Reproduce the records below in their entirety, character for character.
== Record extracts ==
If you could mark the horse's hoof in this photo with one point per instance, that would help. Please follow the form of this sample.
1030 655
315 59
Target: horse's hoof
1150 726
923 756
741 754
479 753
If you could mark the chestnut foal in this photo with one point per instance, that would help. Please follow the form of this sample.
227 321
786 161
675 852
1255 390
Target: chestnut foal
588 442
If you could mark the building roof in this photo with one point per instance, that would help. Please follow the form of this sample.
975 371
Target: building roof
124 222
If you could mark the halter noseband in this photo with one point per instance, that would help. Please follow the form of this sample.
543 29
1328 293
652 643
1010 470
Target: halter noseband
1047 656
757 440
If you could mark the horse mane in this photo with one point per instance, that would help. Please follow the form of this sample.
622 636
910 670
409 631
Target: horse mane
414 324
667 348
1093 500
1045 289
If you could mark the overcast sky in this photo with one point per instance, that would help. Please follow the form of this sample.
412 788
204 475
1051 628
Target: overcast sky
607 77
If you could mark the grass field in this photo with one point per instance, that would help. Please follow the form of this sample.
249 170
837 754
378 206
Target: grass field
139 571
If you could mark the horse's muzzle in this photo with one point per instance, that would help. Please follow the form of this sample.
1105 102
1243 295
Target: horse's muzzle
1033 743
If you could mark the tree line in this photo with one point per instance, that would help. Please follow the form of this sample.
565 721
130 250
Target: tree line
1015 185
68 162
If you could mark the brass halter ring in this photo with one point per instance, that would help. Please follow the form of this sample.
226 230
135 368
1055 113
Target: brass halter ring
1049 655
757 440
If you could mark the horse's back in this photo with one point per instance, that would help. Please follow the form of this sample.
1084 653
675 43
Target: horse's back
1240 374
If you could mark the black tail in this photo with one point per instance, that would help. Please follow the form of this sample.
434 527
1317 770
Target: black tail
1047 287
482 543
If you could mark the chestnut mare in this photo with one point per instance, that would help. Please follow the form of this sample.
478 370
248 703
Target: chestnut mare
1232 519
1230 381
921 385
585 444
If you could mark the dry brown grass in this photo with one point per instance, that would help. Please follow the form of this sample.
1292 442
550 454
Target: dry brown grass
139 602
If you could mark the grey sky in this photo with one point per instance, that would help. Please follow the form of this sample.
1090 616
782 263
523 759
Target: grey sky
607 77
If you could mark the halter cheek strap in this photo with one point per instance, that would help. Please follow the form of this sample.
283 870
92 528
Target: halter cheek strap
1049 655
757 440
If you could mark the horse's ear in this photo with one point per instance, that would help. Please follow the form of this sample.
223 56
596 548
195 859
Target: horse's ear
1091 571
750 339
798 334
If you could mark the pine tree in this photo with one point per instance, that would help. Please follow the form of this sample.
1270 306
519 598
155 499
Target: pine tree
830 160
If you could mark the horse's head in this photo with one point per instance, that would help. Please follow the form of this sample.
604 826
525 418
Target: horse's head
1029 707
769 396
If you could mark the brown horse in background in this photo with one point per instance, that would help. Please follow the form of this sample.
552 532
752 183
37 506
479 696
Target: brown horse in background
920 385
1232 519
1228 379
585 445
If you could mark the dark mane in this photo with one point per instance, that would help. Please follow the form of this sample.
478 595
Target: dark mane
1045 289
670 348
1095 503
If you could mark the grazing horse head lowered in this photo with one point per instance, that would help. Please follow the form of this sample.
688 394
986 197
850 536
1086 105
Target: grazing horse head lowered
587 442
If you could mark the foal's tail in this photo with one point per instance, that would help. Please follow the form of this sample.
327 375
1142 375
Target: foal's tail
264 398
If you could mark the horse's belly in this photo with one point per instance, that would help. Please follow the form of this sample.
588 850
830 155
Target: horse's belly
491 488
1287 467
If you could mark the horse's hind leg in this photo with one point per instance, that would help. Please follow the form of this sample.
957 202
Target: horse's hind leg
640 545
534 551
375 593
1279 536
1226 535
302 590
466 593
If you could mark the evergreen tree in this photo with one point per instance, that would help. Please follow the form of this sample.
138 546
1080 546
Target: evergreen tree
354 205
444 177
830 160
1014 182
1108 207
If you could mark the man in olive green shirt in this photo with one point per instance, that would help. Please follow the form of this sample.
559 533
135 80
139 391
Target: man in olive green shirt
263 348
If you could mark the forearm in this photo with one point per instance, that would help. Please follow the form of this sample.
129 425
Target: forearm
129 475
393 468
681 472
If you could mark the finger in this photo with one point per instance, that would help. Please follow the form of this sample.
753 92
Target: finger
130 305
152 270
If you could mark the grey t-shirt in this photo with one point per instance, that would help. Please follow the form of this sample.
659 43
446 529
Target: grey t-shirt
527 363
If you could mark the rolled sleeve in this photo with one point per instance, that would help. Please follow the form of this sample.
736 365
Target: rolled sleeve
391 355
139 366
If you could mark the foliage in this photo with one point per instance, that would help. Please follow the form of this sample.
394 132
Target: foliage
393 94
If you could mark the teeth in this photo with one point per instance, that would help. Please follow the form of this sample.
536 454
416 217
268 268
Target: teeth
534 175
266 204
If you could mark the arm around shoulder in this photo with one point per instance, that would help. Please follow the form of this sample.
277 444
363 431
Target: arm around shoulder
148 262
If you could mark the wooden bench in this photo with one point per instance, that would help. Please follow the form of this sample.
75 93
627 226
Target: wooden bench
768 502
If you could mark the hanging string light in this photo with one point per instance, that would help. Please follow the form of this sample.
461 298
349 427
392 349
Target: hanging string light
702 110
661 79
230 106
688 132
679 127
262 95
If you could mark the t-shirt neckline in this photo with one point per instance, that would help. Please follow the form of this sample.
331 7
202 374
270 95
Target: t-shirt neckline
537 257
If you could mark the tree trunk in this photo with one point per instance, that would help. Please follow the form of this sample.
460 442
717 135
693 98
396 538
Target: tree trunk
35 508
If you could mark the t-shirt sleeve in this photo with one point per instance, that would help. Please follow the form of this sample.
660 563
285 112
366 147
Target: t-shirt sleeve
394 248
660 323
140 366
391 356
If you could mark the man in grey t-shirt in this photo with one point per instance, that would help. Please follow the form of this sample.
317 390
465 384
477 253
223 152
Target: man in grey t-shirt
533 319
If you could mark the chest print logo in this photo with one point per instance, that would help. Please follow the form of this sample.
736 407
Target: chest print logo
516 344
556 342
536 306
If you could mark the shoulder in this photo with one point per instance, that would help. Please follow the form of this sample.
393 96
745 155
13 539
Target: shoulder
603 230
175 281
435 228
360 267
===
Result below:
If you could mark the horse's hoof in this photo with one point per instance, that would help. Please follow the form of this sample.
1030 655
315 59
Target: horse's hoof
1150 726
923 756
741 754
479 753
If you could mark the chestnut foal in this photo with one point per instance, that would help. Please follow the form of this sample.
227 321
786 161
675 852
1255 390
Target: chestnut foal
588 442
If you could mark the building roof in this photo with one point per instance, that would help. Please follow the form of this sample.
975 371
Target: building roof
124 222
If you could mark the halter noseband in this photo with one point per instance, that would help. Please follow the form of this sample.
543 29
1328 293
652 643
1010 470
Target: halter noseband
1047 656
757 440
If you could mark the horse mane in this photo with one point per instance, that would help. Please follow the form of this sample.
622 636
910 670
409 631
Target: horse mane
414 324
667 348
1093 500
1045 289
If you could mark the overcast sky in this photo with one point per instance, that would help. Please follow the form of this sample.
412 788
204 475
1051 628
Target: overcast sky
607 77
If you could mark the grass field in this photo with one point per instance, that would help. Please follow the form of this sample.
249 170
837 754
378 206
Target: grass field
139 571
If you could mark the horse's muzzle in this photo with one point per instance, that would help. Please follow the form of this sample.
1105 102
1243 295
Target: horse's muzzle
1033 743
If you could mark the tree line in this photo with one point per instance, that would help. Please follow the form of this sample.
565 721
130 250
Target: tree line
1015 185
68 162
If you could mark the brass halter ring in this photo with one point per instance, that would help. Please follow the form of this sample.
226 230
135 368
1055 113
Target: brass halter ring
1049 655
757 440
If you could mark the horse's back in this photo with one point per instance, that would help. Please follow the form of this sample.
1084 653
675 43
Target: horse's back
1240 374
If you could mark the black tail in this photo with one point per instance, that would help. Please follow the form of this sample.
434 527
1317 770
Target: black tail
1047 287
482 543
If you could mark the chestnut mare in this photo with one point per instance, that would help. Please follow the form of this sample.
478 370
248 703
Target: chestnut mare
1232 519
1230 381
921 385
585 444
If you could mark the dry brown grass in this photo with one point per instance, that would help. Please follow the form of this sample.
1292 442
550 454
Target: dry brown grass
139 602
If you could mark the grey sky in this photo with one point per instance, that would help. Please follow the form of this sample.
1090 616
782 263
523 759
Target: grey sky
607 77
If you could mark the halter cheek strap in this photo with one point per instance, that would help. Please follow the form of this sample.
283 870
92 528
Target: halter cheek strap
1049 655
757 440
If you could mark the horse's ear in this photo with one point per instance, that would help. Please follow the form of this sample.
223 56
596 548
195 859
Target: horse's ear
1091 571
750 339
798 334
If you could mark the pine tree in this photo with one point per instance, that would help. Please follow the form of this sample.
1270 306
519 598
155 499
Target: pine tree
830 160
If you could mark the horse's head in this photo with one point per instance, that would help. Please follow the form of this sample.
604 826
525 418
Target: horse's head
1029 707
769 396
If you could mark the brown horse in background in this photo with one point per instance, that would help. Please follow the form of this sample.
552 532
752 183
37 506
479 696
Target: brown horse in background
920 385
1232 519
1228 379
585 445
If you could mark the dark mane in this photo with one point per instance, that would help. Please follow the form of this sample.
478 595
Target: dark mane
1045 289
670 348
1095 503
If you could mark the grazing horse head lowered in this photo with one point per instance, that would help. Please follow the form of this sample.
688 394
986 197
850 536
1086 105
Target: grazing horse head lowered
587 442
If you could mark the foal's tail in this photo with one point per instance, that would help. Please follow the form of this sample.
327 375
1142 375
Target: foal's tail
264 398
If you could mark the horse's belly in this photo with one point per instance, that would help. Please follow the form of this sample.
588 850
830 155
Target: horse's belly
491 488
1287 467
If you could mark the horse's hind leg in this photo with one point per instance, that would help. Please follow the form of this sample.
957 202
Target: horse's hind leg
640 545
534 551
375 593
1279 536
1226 535
302 590
466 593
If you could mark the evergreen tree in this photo with one point per instance, that would help. Please follow the form of this sample.
138 546
1080 546
Target: evergreen tree
354 205
444 177
830 160
1014 182
1108 207
If you could mark the man in olive green shirt in this photo with one point per instance, that would help. Please follow the form of this sample.
559 533
135 80
139 391
Target: man in olive green shirt
263 348
If you could mark the forearm in this photo with one point per instance, that would help. Please follow the form of this sample.
129 425
Target: forearm
129 475
393 468
681 472
If you could mark the finger in this photo with one point per instance, that would help. Please follow the form of this sample.
753 92
Target: finger
130 305
152 270
If you could mark the grey t-shirt in this photo with one point per instance, that would help. Please follow the form of this sample.
659 43
446 529
Target: grey t-shirt
527 363
If you could mark the rolled sleeve in this photo with one point per instance, that would help. Please follow the form of this sample.
736 365
Target: rolled sleeve
391 355
139 366
If you could mark the foliage in this photo with one point per instance, that would help. Please follow the form of this sample.
394 132
Target: foliage
393 94
If you could mark the teeth in this photo with one point per instance, that would help. Please follow the form of this sample.
536 454
416 217
268 268
Target: teeth
534 175
266 204
If you could mark the arm around shoulder in this photo with one point per instance, that would help. Please follow the form of this sample.
277 444
363 431
Target: arm around shoulder
148 262
If you could mark the wooden bench in this photo with one point per instance, that would help. Please follow the form of this sample.
75 93
627 226
Target: wooden bench
768 502
If you could mark the hanging string light in this photo with one point per instance, that would help. Please follow the form of this sample.
461 298
349 427
392 349
Target: hanging string light
702 110
661 79
230 106
688 132
679 127
262 95
If you could mark the t-shirt neckline in this photo with one point per instance, that would help. Please follow the form of this sample.
331 7
202 374
270 95
Target: t-shirt neckline
537 257
If you could mark the tree trunk in this photo with one point per instance, that would help. Please follow the form of this sample.
460 442
717 135
693 98
396 538
Target: tree trunk
35 508
If you could mark the t-shirt sleeve in this photo with one point per instance, that would help. Please follow the form of this sample.
660 563
285 112
366 147
Target: t-shirt sleeve
394 248
660 323
140 366
391 356
If you could mark the man in grey t-shirt in this photo with one point per instance, that would help. Please follow the form of this sample.
317 390
465 384
477 253
223 152
Target: man in grey t-shirt
533 319
If you could mark the chest print logo in this photo with one point per instance, that would help. Please follow the form of this sample.
736 407
Target: chest print logo
516 344
556 342
536 306
If you could mark the shoulder in this photo with one point per instance, that would help. Please follow the form of this sample.
393 96
745 155
13 539
Target: shoulder
603 230
175 281
435 228
360 267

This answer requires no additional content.